> _EXERCISE TASKS_:
a) In the passage on Prohibition, swap "drug prohibition" for "narcotics prohibition", then give the text again from "Contrast that to" up to and including "modern drug war.".
b) Decide whether each statement agrees with the passage on Prohibition. For each, answer yes or no and quote the words that decide it. (i) Congress passed a blanket federal law banning alcohol. (ii) When prohibition was repealed, the power to regulate alcohol was reserved for the states. (iii) The street price of cocaine and marijuana has risen since the early 1980s.

> _TEXT SECTION_:
------------------------------------------------------------------------

Five years of Prohibition have had, at least, this one benign effect: they have completely disposed of all the favourite arguments of the Prohibitionists. None of the great boons and usufructs that were to follow the passage of the Eighteenth Amendment has come to pass. There is not less drunkenness in the Republic, but more. There is not less crime, but more. There is not less insanity, but more. The cost of government is not smaller, but vastly greater. Respect for law has not increased, but diminished.

A bill in Congress celebrating the anniversary of Repeal Day echoes Mencken's sentiment. It notes that "throughout American history, alcohol has been consumed by its citizens"; that prohibition resulted in "abuses" and the "irresponsible overconsumption of alcohol"; and that the ban on "'intoxicating liquors' in the United States, resulted in a dramatic increase in illegal activity, including unsafe black market alcohol production, organized crime, and noncompliance with alcohol laws…"

But there's one positive thing we can say alcohol prohibition: At least it was constitutional. The prohibitionists built support for their cause by demonizing alcohol from state to state, winning over local legislators one at a time. When they'd built a sufficient national movement, they started the momentum for a constitutional amendment. Congress didn't pass a blanket federal law, Constitution be damned. They understood that the federal government hasn't the authority to issue a national ban on booze, so they moved to enact the ban properly.

When America repealed prohibition, we repealed it with a constitutional amendment making explicit that the power to regulate alcohol is reserved for the states. Even today, when Congress wants to pass federal alcohol laws (such as the federal drinking age, or the federal minimum blood-alcohol standard for drunk driving), it can't simply dictate policy to the states. Instead, it ties the laws to federal highway funding, a blackmail that while distasteful, at least carries the pretense of adherence to the Constitution.

Contrast that to drug prohibition, where Congress (and the Supreme Court, when it upheld it) made no attempt to comply with the Constitution in passing the Controlled Substances Act of 1970 (CSA), the law that gave us the modern drug war.

There's no question that drug prohibition has been every bit the failure alcohol prohibition was. Nearly 40 years after the CSA passed, we have 400,000 people in prison for nonviolent drug crimes; a domestic police force that often looks and acts like an occupying military force; nearly a trillion dollars spent on enforcement, both here and through aggressive interdiction efforts overseas; and urban areas that can resemble war zones. Yet illicit drugs like cocaine and marijuana are as cheap and abundant as they were in 1970. The street price of both drugs has actually dropped -- dramatically — since the government began keeping track in the early 1980s.

------------------------------------------------------------------------

> _DATA SECTION_:
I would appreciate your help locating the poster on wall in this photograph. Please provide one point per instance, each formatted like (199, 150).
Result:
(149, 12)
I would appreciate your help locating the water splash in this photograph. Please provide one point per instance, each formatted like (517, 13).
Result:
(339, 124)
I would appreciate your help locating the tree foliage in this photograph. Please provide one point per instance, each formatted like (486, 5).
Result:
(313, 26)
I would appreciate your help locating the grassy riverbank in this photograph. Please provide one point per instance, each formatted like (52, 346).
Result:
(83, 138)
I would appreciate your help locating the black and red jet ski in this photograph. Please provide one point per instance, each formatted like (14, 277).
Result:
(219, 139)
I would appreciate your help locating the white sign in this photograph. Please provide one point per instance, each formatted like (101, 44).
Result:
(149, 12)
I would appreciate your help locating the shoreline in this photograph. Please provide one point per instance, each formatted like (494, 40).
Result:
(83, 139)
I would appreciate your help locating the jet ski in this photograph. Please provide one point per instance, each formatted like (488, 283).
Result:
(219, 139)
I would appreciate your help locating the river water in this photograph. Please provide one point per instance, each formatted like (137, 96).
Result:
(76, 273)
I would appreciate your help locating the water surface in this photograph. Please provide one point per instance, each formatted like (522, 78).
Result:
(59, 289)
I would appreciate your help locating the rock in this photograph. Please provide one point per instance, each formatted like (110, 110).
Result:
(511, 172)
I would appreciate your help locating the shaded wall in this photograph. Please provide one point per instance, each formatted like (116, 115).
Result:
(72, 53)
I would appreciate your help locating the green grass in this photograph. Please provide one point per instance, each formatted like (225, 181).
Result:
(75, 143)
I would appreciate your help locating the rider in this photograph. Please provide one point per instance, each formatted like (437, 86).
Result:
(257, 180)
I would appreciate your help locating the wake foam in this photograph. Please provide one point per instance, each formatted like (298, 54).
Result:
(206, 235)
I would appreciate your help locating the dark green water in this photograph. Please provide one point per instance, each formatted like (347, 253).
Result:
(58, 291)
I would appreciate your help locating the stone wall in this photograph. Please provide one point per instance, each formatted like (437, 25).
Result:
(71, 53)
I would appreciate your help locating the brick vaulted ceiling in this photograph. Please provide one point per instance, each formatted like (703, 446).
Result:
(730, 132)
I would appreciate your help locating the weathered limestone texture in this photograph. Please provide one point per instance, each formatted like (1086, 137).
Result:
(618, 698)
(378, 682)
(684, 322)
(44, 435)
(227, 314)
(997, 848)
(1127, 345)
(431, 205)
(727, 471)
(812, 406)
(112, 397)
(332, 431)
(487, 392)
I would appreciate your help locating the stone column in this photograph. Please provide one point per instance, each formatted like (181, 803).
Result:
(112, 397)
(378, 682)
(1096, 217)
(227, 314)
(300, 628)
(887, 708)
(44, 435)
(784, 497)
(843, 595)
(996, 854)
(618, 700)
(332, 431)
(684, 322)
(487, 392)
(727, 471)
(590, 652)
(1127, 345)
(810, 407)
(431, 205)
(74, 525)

------------------------------------------------------------------------

> _OUTPUTS BY TASK_:
a)
Contrast that to narcotics prohibition, where Congress (and the Supreme Court, when it upheld it) made no attempt to comply with the Constitution in passing the Controlled Substances Act of 1970 (CSA), the law that gave us the modern drug war.

b)
(i) No: "Congress didn't pass a blanket federal law, Constitution be damned."
(ii) Yes: "the power to regulate alcohol is reserved for the states"
(iii) No: "The street price of both drugs has actually dropped"